### Exercise passage
I would categorize it as still very much a bullish environment. Rent levels increase given the already high barrier and high cost to entry. Interest rates and the like will increase those costs even more.
Tenants are still getting funding. It may not be the same valuations and the same proceeds as 2021. But quality science and quality companies are still being funded and still leasing space. So, big picture, this is still one of the hottest if not the hottest market segment when you compare it to office or tech, and even the cooling down of the industrial market.
We’re still very bullish, and even in our own portfolio we’re still doing leases and seeing record rent levels. The supply that does exist and that’s being built is getting leased, and the macro forces are likely to slow competition entering the market over the next couple of years.
Even if it’s not a record year, that doesn’t mean it wasn’t a good year and everything went away.
Coming out of the pandemic, seeing capital allocations out of traditional areas that were impacted, given the environment, much of that moved into biotech and life sciences. So 2021 was just off the charts. 2022 was still very, very strong, and it just so happens it’s coming off an even more exceptional year.
When the company started in life sciences you noted the lack of supply. Is that still what’s really driving this industry now?
If you look nationwide, the market is 170 million square feet. That’s really, really minuscule compared to other sectors. So, yes. The other hub markets have obviously seen development accelerate significantly, like in Boston, San Francisco, San Diego, etc. But, overall, and certainly in our market and other markets we’re looking at, there continues to be a supply-and-demand imbalance. And again, it’s a sector with high barriers to entry and high barriers to exit for the tenant base given the amount of investment that goes into these facilities.
You said you’re exploring other markets. But, in general, do you see New York as a hub expanding as maybe one of the newer secondary or tertiary markets in the nation? When you talk about the West Side being pieced together there, do you see a lot of other activity going on in New York City as well?
We do, and we’re bullish on New York. Our position would be that New York will not be a secondary market. It will be up on par with the primary markets. It has all of the same ingredients when you talk about the presence and concentration of academic and medical institutes and with National Institutes of Health funding.
Probably most important is the talent pool that’s here in New York. It’s multifaceted, multidimensional, covering not only research and medical talent but, when you talk about the tech presence here, artificial intelligence and other verticles within life sciences, including bio manufacturing, ag tech, climate tech, food tech, etc. The talent pool is immense. And I think it will be very attractive to companies as you see technologies emerging.

(Point localization data)
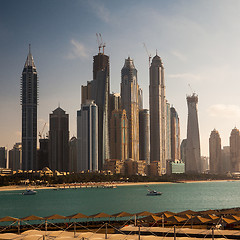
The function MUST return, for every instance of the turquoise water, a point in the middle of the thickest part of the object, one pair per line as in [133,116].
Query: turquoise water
[176,197]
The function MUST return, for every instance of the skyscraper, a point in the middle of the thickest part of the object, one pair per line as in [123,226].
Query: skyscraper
[157,104]
[58,141]
[98,90]
[175,135]
[29,102]
[215,152]
[235,150]
[119,135]
[87,137]
[129,97]
[144,135]
[193,154]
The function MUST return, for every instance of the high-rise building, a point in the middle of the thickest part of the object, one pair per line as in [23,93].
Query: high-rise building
[58,140]
[157,104]
[15,157]
[235,150]
[193,155]
[3,157]
[119,135]
[98,90]
[87,137]
[144,135]
[226,165]
[29,102]
[215,153]
[129,98]
[73,154]
[175,135]
[42,154]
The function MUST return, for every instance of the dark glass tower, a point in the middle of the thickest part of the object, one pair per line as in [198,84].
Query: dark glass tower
[29,102]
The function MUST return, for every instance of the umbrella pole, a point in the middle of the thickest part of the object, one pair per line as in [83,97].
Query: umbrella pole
[174,232]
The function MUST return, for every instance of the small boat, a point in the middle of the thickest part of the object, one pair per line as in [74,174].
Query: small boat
[29,192]
[153,193]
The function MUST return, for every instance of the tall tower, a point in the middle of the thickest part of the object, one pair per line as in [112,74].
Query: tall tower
[215,152]
[175,135]
[129,96]
[144,134]
[58,140]
[29,102]
[157,103]
[119,135]
[87,137]
[193,154]
[235,150]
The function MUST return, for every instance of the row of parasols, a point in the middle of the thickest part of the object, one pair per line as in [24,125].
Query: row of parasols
[229,216]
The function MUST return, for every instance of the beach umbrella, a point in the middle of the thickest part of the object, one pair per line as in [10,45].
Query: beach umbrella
[8,219]
[144,213]
[78,215]
[123,214]
[100,215]
[32,217]
[55,216]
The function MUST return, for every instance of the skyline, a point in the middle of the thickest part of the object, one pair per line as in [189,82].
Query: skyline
[198,42]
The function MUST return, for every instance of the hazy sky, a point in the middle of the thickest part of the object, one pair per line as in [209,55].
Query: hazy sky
[198,41]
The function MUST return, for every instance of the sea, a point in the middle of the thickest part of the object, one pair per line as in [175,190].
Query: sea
[175,197]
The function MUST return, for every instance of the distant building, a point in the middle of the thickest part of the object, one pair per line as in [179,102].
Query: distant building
[87,137]
[73,155]
[175,135]
[29,102]
[157,105]
[43,154]
[129,98]
[58,141]
[119,135]
[3,157]
[144,135]
[193,154]
[15,157]
[215,153]
[235,150]
[226,165]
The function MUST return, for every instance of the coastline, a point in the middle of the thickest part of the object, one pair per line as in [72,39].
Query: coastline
[23,187]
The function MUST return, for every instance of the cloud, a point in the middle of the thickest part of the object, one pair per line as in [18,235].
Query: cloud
[78,50]
[224,111]
[100,10]
[189,77]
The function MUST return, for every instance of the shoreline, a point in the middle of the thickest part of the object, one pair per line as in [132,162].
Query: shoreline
[100,184]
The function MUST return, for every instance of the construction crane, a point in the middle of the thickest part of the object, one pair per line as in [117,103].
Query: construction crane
[40,133]
[149,55]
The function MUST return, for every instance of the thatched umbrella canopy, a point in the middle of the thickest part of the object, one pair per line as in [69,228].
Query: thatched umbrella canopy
[31,218]
[55,217]
[8,219]
[143,214]
[176,219]
[77,215]
[123,214]
[100,215]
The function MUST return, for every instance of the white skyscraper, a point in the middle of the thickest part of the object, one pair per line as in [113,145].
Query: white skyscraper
[157,102]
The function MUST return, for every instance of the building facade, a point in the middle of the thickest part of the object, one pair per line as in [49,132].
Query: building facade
[193,154]
[29,102]
[129,98]
[175,135]
[58,141]
[144,135]
[119,135]
[157,104]
[87,137]
[215,153]
[235,150]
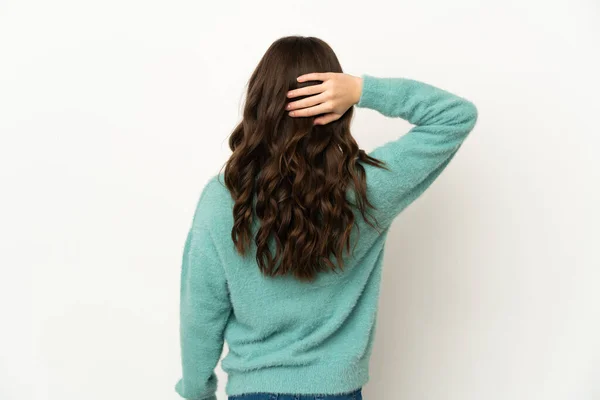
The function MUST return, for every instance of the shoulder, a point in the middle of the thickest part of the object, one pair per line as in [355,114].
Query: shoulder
[215,190]
[215,202]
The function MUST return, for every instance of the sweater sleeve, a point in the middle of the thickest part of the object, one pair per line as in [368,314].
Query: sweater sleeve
[442,122]
[204,310]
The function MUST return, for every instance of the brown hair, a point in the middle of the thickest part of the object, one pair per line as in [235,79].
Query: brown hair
[291,174]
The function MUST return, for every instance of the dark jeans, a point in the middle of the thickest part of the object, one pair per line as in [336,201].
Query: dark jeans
[355,395]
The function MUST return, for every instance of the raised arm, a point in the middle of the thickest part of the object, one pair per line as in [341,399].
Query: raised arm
[442,122]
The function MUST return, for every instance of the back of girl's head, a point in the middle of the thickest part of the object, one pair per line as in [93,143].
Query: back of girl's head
[290,176]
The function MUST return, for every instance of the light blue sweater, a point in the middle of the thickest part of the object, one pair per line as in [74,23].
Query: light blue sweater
[285,336]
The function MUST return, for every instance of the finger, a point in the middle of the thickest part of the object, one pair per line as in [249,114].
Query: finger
[327,118]
[310,111]
[307,102]
[307,90]
[314,76]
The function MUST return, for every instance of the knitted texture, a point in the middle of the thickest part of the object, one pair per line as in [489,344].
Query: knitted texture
[285,336]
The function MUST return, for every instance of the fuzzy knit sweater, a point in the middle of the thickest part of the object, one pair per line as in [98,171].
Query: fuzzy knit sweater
[285,336]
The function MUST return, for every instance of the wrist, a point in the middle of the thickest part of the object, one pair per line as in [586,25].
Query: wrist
[358,89]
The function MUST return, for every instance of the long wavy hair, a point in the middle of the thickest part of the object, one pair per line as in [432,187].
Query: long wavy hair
[290,176]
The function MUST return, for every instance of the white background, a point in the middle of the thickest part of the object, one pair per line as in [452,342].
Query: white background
[113,115]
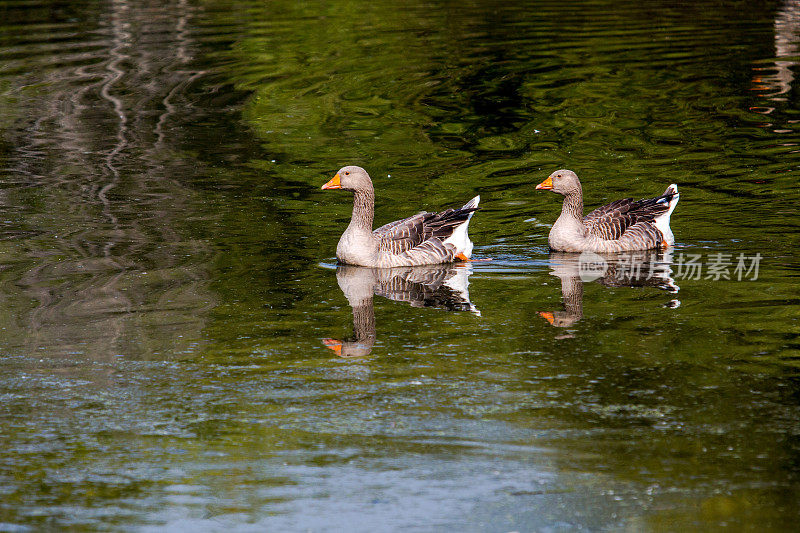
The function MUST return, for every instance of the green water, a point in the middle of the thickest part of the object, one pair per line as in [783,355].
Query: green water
[171,309]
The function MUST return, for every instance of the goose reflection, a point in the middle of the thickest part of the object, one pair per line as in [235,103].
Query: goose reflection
[649,268]
[439,286]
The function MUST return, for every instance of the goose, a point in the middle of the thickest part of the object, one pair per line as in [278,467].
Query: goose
[621,226]
[421,239]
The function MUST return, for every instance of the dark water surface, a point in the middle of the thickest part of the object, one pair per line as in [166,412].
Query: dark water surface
[179,351]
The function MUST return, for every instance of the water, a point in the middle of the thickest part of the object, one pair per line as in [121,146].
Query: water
[179,350]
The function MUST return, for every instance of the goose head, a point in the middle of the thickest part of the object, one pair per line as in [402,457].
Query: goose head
[561,181]
[350,178]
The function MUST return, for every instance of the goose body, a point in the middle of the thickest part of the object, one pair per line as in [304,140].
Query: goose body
[421,239]
[621,226]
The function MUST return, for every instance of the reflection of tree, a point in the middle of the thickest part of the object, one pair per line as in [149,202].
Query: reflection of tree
[94,142]
[631,269]
[439,286]
[777,84]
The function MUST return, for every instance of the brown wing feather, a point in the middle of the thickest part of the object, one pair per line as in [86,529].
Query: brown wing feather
[611,221]
[406,234]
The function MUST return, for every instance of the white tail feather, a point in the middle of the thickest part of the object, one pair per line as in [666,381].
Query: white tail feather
[459,238]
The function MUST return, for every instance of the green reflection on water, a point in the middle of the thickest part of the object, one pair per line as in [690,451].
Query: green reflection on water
[165,302]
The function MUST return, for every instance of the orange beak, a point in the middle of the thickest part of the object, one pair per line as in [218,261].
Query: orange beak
[546,184]
[333,344]
[335,183]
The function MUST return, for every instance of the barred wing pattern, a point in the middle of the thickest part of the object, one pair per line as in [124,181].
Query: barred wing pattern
[611,221]
[423,234]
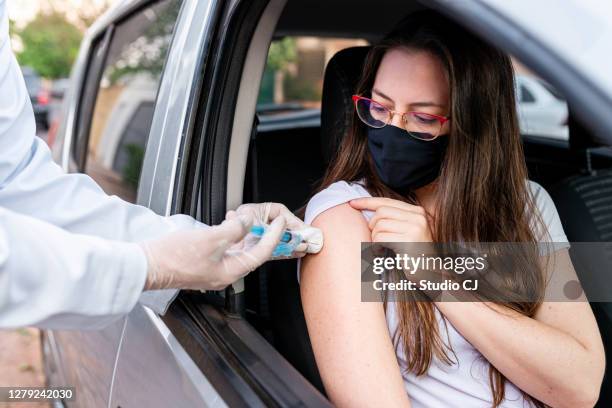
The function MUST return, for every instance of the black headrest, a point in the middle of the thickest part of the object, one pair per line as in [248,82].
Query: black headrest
[341,76]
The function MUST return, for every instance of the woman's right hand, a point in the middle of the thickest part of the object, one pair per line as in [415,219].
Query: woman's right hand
[395,220]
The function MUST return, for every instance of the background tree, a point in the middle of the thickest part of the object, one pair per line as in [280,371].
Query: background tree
[50,44]
[281,54]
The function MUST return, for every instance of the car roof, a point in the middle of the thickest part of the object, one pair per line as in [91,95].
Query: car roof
[565,41]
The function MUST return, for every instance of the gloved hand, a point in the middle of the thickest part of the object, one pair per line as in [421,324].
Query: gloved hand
[199,259]
[264,213]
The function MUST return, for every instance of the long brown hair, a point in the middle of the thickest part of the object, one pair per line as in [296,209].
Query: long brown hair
[483,177]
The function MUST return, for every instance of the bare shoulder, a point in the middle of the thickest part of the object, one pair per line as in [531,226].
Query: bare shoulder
[344,228]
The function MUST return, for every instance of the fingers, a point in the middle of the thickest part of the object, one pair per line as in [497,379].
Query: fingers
[394,213]
[374,203]
[237,264]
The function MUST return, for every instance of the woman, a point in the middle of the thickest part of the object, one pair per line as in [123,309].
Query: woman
[435,154]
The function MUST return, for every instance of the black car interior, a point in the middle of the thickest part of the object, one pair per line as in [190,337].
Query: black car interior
[285,166]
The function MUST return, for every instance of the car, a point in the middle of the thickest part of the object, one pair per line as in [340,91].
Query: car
[39,96]
[162,111]
[542,111]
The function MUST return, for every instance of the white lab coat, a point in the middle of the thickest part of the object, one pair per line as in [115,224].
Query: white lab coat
[48,277]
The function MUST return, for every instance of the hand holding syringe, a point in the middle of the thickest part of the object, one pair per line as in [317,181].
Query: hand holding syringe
[297,240]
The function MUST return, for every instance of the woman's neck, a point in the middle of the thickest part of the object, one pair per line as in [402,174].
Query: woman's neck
[426,197]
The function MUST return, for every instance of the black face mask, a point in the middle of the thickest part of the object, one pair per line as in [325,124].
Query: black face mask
[403,162]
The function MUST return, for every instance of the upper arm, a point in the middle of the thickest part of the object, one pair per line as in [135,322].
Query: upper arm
[574,316]
[350,338]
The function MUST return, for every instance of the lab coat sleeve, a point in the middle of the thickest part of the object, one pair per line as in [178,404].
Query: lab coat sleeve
[32,184]
[54,279]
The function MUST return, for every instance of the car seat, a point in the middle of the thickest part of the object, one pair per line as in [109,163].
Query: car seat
[584,203]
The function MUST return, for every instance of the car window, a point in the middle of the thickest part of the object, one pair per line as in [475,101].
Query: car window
[293,77]
[125,98]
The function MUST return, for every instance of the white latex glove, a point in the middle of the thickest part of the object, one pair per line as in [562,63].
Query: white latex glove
[266,212]
[199,259]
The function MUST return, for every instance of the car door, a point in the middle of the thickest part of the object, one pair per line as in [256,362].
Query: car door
[114,114]
[200,353]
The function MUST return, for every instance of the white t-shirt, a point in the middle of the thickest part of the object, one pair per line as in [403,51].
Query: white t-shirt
[464,383]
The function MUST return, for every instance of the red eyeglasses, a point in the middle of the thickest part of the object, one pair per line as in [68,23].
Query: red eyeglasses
[420,125]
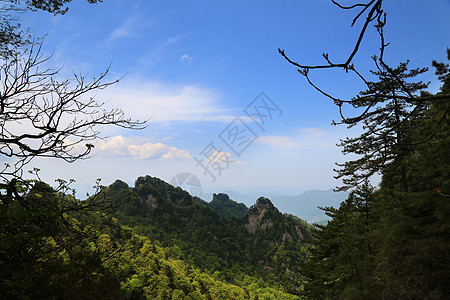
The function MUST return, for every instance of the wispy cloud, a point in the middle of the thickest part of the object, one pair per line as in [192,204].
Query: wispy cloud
[186,59]
[278,141]
[162,102]
[127,29]
[121,146]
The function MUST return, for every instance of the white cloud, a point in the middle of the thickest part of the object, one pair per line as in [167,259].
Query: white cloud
[186,58]
[156,150]
[220,157]
[161,102]
[278,141]
[121,146]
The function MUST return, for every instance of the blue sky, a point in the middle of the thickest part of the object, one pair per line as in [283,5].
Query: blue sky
[192,67]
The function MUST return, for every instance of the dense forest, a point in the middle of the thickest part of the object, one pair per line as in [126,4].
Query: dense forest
[156,241]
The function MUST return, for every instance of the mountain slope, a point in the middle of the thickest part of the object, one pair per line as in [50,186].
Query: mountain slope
[272,250]
[227,208]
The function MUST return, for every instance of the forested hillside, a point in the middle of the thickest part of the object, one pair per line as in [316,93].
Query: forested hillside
[156,242]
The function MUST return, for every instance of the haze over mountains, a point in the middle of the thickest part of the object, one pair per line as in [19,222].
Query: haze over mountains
[304,205]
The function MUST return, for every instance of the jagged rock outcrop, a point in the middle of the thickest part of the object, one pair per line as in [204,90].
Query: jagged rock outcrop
[260,215]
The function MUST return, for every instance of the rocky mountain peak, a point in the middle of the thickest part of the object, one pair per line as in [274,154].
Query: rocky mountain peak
[260,215]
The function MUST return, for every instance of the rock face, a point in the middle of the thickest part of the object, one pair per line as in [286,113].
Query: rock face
[259,215]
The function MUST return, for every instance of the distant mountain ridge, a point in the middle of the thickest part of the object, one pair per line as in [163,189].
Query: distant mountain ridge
[304,206]
[223,236]
[227,208]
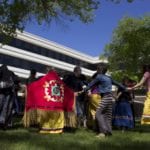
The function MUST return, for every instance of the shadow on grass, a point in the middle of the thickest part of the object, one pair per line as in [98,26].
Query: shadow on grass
[22,139]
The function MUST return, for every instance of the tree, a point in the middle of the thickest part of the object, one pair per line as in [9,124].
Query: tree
[14,14]
[130,46]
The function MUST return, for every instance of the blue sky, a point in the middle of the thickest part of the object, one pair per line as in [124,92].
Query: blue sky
[91,38]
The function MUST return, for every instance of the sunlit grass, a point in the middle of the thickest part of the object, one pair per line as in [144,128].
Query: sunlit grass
[20,138]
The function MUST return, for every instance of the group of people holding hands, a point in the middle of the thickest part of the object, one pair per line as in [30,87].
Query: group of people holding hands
[94,100]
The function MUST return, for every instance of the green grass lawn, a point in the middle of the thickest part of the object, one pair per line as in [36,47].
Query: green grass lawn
[20,138]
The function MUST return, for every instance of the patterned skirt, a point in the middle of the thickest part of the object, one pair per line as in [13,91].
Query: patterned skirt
[122,114]
[146,111]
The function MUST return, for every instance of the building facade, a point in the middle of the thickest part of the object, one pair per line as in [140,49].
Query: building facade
[27,51]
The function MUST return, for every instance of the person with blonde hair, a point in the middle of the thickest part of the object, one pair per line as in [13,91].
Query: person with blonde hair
[145,80]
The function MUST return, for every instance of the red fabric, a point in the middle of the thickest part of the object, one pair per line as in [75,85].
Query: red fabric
[49,93]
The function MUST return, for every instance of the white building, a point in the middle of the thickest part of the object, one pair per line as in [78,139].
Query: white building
[28,51]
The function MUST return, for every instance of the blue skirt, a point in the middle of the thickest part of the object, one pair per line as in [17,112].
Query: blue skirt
[122,114]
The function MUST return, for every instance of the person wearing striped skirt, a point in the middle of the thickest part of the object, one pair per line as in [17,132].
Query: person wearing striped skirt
[104,110]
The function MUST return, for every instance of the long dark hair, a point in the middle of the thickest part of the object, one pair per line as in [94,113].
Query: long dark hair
[102,68]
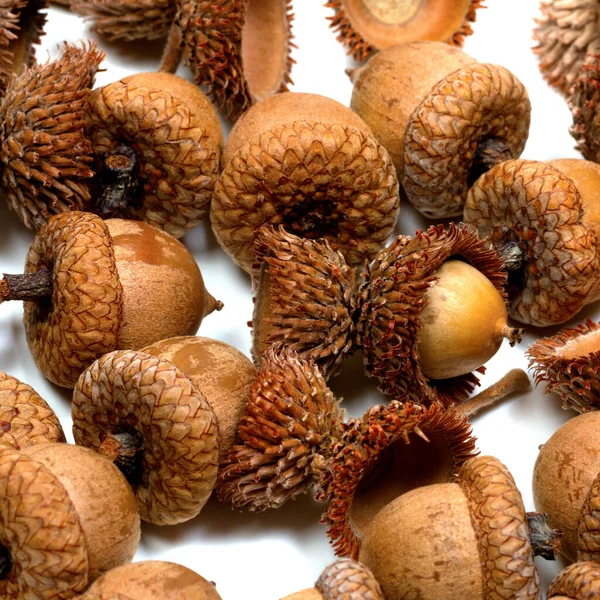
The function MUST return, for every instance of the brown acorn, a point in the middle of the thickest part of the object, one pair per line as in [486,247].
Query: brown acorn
[443,117]
[93,286]
[310,164]
[469,539]
[543,219]
[365,26]
[565,32]
[345,579]
[25,417]
[151,580]
[566,485]
[67,516]
[157,143]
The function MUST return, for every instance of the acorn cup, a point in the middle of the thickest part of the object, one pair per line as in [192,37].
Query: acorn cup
[444,119]
[92,286]
[67,516]
[544,220]
[25,417]
[166,416]
[151,580]
[307,163]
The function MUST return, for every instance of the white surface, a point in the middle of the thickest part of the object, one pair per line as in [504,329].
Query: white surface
[268,555]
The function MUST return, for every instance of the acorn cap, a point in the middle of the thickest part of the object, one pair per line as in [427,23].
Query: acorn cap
[42,145]
[579,581]
[390,450]
[539,208]
[288,424]
[565,33]
[239,49]
[569,363]
[151,580]
[393,298]
[81,322]
[363,26]
[176,136]
[127,20]
[305,297]
[25,417]
[321,178]
[173,427]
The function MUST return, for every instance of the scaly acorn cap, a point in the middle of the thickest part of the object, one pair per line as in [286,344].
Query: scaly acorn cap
[365,26]
[305,297]
[289,423]
[541,217]
[26,418]
[44,153]
[565,32]
[393,298]
[166,419]
[239,49]
[390,450]
[569,363]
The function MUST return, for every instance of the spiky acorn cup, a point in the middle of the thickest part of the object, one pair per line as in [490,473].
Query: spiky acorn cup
[308,163]
[45,155]
[443,117]
[157,143]
[568,363]
[26,418]
[92,286]
[345,579]
[365,26]
[239,49]
[544,220]
[305,298]
[429,321]
[565,32]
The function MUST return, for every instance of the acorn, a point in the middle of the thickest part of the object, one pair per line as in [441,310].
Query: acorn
[566,485]
[26,419]
[543,218]
[364,26]
[92,286]
[307,163]
[151,580]
[444,118]
[67,516]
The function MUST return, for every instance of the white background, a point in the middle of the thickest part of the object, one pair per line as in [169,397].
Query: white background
[268,555]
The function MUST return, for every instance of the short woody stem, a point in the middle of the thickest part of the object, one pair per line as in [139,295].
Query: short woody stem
[545,541]
[515,381]
[29,286]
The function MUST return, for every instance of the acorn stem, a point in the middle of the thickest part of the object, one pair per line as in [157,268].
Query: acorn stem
[514,381]
[545,541]
[26,286]
[119,178]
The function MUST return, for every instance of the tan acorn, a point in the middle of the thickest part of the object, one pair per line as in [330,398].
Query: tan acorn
[310,164]
[92,286]
[566,485]
[345,579]
[157,143]
[26,419]
[365,26]
[544,220]
[443,117]
[67,516]
[469,539]
[151,580]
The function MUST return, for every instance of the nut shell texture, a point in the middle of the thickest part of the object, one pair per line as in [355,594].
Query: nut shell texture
[25,417]
[134,392]
[81,321]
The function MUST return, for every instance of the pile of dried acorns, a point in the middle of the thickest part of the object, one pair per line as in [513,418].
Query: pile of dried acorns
[304,196]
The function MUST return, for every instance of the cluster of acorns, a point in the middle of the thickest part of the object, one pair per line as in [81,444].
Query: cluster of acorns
[304,196]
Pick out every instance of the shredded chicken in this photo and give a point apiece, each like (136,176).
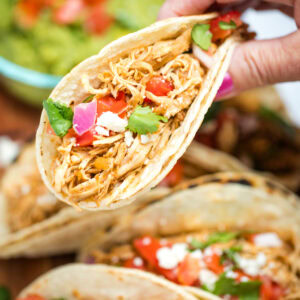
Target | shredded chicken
(76,174)
(279,260)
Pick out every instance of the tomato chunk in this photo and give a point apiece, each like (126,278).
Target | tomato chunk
(147,247)
(159,86)
(109,103)
(270,290)
(219,33)
(174,177)
(213,262)
(188,271)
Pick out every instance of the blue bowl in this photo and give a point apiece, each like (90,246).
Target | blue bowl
(28,85)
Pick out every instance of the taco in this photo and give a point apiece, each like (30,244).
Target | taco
(251,131)
(118,122)
(233,235)
(78,282)
(34,223)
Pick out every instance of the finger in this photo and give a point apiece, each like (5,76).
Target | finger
(258,63)
(175,8)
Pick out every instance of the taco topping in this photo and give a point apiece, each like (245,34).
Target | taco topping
(141,100)
(232,265)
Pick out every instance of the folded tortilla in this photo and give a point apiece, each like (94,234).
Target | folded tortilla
(233,226)
(79,281)
(250,132)
(130,170)
(34,223)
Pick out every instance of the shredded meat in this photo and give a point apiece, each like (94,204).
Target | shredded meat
(279,260)
(76,173)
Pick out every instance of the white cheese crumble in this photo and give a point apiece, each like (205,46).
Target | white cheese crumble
(112,122)
(102,131)
(9,150)
(169,258)
(128,138)
(208,278)
(252,266)
(145,139)
(137,261)
(46,199)
(269,239)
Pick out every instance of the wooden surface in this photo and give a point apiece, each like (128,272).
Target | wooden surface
(19,121)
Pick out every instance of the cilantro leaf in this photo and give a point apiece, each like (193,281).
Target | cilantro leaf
(4,293)
(248,290)
(60,116)
(202,36)
(227,26)
(217,237)
(143,120)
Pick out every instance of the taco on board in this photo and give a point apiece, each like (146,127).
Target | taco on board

### Task set
1. According to the interview on the real estate market, how large is the nationwide market?
2. Please retype everything in the interview from "We’re still very" down to "couple of years.".

### Solved tasks
1. 170 million square feet

2.
We’re still very bullish, and even in our own portfolio we’re still doing leases and seeing record rent levels. The supply that does exist and that’s being built is getting leased, and the macro forces are likely to slow competition entering the market over the next couple of years.